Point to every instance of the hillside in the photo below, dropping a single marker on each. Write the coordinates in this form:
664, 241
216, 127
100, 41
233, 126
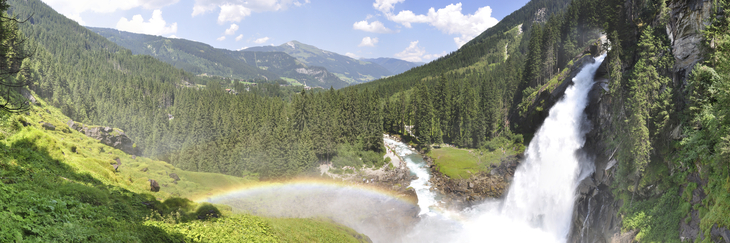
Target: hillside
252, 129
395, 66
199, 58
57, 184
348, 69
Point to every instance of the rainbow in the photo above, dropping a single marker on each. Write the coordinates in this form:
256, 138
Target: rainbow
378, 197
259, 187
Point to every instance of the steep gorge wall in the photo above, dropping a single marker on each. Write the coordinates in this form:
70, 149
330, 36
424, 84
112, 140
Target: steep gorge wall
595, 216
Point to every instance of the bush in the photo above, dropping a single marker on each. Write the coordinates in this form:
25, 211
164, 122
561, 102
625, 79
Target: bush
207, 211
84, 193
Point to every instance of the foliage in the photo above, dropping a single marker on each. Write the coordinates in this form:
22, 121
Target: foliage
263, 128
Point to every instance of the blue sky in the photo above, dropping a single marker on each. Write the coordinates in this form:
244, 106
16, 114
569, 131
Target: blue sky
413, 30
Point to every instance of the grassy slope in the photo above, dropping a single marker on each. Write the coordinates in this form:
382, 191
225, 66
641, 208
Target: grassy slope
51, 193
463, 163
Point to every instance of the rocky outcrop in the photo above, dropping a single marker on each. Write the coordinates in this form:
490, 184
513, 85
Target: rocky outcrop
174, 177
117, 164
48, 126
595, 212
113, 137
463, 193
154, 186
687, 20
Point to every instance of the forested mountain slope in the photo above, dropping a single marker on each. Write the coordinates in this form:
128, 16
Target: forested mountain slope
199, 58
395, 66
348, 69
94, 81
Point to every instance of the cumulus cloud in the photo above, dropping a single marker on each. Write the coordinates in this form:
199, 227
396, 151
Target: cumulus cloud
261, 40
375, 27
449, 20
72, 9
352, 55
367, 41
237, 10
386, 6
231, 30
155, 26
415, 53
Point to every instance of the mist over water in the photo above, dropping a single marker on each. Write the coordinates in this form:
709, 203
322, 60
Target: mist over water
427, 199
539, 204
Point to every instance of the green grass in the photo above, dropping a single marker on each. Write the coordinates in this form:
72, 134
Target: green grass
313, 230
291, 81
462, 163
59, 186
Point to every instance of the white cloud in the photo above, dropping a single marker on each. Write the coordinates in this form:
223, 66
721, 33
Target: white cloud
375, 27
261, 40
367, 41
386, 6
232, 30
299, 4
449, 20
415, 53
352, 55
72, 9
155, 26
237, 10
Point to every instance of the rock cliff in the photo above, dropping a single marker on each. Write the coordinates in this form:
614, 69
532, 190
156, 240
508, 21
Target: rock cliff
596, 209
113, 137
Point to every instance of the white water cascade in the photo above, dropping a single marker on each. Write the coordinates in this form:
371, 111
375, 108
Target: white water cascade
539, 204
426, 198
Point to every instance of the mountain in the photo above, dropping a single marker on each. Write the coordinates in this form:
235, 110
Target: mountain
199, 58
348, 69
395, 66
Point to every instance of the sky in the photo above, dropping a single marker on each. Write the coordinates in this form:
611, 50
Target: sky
==
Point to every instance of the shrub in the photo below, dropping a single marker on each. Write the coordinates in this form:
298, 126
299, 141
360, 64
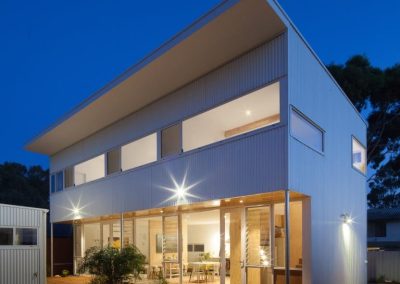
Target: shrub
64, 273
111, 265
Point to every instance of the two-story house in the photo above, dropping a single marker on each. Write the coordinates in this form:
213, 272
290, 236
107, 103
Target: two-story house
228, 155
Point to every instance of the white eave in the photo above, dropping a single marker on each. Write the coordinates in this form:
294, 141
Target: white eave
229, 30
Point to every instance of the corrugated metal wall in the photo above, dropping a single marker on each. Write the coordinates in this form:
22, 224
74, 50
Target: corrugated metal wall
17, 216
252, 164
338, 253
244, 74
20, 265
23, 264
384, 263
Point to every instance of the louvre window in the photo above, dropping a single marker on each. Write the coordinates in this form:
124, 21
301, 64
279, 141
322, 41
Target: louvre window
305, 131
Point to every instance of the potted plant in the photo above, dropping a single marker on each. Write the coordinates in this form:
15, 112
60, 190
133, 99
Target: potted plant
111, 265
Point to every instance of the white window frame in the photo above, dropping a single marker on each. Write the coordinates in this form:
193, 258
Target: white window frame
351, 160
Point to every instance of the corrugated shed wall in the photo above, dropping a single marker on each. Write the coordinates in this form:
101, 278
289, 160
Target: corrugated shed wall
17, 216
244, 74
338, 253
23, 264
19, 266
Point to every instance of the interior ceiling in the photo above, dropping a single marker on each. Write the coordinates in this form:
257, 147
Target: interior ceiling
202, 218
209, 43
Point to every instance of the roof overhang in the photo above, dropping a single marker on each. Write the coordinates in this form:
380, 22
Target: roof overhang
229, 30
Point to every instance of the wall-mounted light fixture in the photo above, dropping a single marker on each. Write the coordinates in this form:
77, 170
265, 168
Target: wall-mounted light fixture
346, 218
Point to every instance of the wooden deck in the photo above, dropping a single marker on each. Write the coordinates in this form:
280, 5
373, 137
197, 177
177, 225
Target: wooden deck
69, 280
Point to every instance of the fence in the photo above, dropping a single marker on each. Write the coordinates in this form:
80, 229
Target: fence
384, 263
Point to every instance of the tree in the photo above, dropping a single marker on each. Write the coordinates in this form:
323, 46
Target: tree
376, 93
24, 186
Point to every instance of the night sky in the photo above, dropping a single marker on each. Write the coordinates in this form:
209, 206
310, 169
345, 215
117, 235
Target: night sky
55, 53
* * *
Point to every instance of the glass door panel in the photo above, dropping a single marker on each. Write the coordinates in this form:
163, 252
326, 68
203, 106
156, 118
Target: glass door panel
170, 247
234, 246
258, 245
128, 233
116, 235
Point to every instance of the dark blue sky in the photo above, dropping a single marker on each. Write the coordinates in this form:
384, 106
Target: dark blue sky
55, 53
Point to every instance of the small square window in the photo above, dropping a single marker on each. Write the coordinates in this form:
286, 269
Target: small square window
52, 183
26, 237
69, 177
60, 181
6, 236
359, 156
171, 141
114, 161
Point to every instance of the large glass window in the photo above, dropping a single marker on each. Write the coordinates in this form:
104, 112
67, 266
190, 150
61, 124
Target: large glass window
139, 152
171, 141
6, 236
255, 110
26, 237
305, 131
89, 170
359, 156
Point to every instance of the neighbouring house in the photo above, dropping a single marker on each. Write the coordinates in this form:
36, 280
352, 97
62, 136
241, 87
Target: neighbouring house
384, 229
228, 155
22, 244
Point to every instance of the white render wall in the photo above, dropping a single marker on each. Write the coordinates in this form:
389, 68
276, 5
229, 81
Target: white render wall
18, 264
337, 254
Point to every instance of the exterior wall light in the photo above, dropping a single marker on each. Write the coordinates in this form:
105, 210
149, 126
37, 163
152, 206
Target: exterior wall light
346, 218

What to do:
List each line of the records above that contains the word "cumulus", copying every one in full.

Answer to the problem:
Point to every instance of the cumulus cloud in the photo above, dropping a single marker on each. Write the coordinates in this form:
Target: cumulus cloud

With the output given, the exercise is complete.